> [Tasks to perform]
• A. Reproduce the part of the speech on the Conservative motion starting at "The purpose of" and ending at "expect quality services.".
• B. Summarize the speech on the Conservative motion in two sentences.

> [Passage]
Madam Speaker, I am pleased to have this opportunity to speak to the motion introduced today by our friends in the Conservative Party.
First of all, the Bloc Québécois is going to support this very commendable Conservative initiative. As our leader has repeatedly said, I think that our arguments are well-known now, solid and very justifiable in the sense that this government no longer has the moral authority to continue to administer public property, most of all, and the affairs of state. For this reason, my colleagues in the Bloc Québécois and I are going to support the motion introduced today by the Conservative Party.
The purpose of this motion is to ask the government to withdraw from these functions, which are supposed to be honourable, and give the people a chance to say now—at a time of year when people are doing their spring cleaning in several ways, including on the political level—that we must be sure that clean people are doing honest work. The money our fellow citizens have provided, especially just recently through their income tax returns, must also be handled a little more honestly. The money provided by these people must flow back to them in the form of quality services. Canadians and Quebeckers have a right to expect quality services.
When I heard the member for Glengarry—Prescott—Russell shouting himself hoarse a little while ago, I remembered his oratorical flights back in the days when he was in the rat pack along with Sheila Copps, John Nunziata, Brian Tobin and others who have left now. I remember when the member was scathing toward Mr. Mulroney's Conservative government. If the situation were reversed, I wonder what kind of scene they would be making, like the ones we saw back in the days of the Conservative government, when the famous rat pack was in opposition.
I heard the deputy leader of the government, the former chair of the Standing Committee on Official Languages, tell us that Canadians want to wait for the Gomery commission to finish its work. However, if we were in question period, I would ask him why, on May 3, 2004, on the eve of the calling of the federal election, his current Prime Minister said and I quote, “People know enough about the sponsorship scandal; we need to have an election”.
If the Liberals knew enough on May 3, 2004, why do they know less now after hearing all the witnesses who have appeared before the Standing Committee on Public Accounts and the Gomery commission?
If enough was known on May 3, 2004, it was about how this mess, which we knew about last year, came to be. All we are finding out now really is the who, because we already knew, in large part, about the how. We are hearing about who did what to create this mess.
Some $250 million is involved. Like everyone watching us today, I read the papers. An international firm, Kroll, not to mention any names, is currently following the money, tracking where every dollar went. It wants to find out how the person in charge of signing the cheques at the time, namely the finance minister, could sign $250 million worth of cheques over a few years to make his friends happy. How was this money paid out by the federal government, the Department of Finance, through some large cracks in Treasury Board, thereby flouting the system and government regulations governing advertising contracts and sponsorships? The cracks must have been very large at the time. Perhaps, as the Prime Minister said in his address to the nation, the then President of the Treasury Board will also tell us he was not vigilant enough. No one in that government was vigilant enough, if they let such a mess happen.
The Liberals are saying, “Let us stay in office, we who have grabbed $100 million out of the $250 million. Let us stay in office, and we will be able to fix this”.

> [Listed entries]
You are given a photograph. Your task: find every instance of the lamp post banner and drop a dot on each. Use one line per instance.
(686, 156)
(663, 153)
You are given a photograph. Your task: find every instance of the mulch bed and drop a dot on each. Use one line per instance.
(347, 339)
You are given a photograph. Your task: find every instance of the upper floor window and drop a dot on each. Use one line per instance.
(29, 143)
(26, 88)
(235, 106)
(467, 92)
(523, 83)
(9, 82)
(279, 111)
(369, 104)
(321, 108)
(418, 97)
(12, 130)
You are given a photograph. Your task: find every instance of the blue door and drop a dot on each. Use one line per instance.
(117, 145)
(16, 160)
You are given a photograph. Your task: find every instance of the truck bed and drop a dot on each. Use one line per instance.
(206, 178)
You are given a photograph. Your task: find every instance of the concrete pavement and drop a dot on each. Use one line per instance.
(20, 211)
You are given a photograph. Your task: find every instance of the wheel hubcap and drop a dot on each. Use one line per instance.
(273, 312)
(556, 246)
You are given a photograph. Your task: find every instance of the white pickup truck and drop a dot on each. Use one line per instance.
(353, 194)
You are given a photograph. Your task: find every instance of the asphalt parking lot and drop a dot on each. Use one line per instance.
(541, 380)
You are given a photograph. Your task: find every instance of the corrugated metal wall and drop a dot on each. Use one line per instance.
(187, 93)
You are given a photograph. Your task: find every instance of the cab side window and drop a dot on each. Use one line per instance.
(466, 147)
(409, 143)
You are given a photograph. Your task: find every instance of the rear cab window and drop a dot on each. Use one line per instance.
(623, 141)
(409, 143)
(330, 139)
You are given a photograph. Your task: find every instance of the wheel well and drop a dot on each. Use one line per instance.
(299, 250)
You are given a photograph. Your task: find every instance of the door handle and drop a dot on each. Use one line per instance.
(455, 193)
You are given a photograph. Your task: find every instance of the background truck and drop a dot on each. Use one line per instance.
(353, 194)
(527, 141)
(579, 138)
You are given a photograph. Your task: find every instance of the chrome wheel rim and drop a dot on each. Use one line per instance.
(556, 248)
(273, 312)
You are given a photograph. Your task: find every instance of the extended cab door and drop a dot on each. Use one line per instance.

> [Answers]
• A.
The purpose of this motion is to ask the government to withdraw from these functions, which are supposed to be honourable, and give the people a chance to say now—at a time of year when people are doing their spring cleaning in several ways, including on the political level—that we must be sure that clean people are doing honest work. The money our fellow citizens have provided, especially just recently through their income tax returns, must also be handled a little more honestly. The money provided by these people must flow back to them in the form of quality services. Canadians and Quebeckers have a right to expect quality services.

• B. A Bloc Québécois member says the party will support the Conservative motion, because the government no longer has the moral authority to administer public property and the affairs of state. The speaker points to the sponsorship scandal, involving some $250 million, and asks why the government now wants to wait for the Gomery commission when the Prime Minister said on May 3, 2004 that people knew enough about the scandal.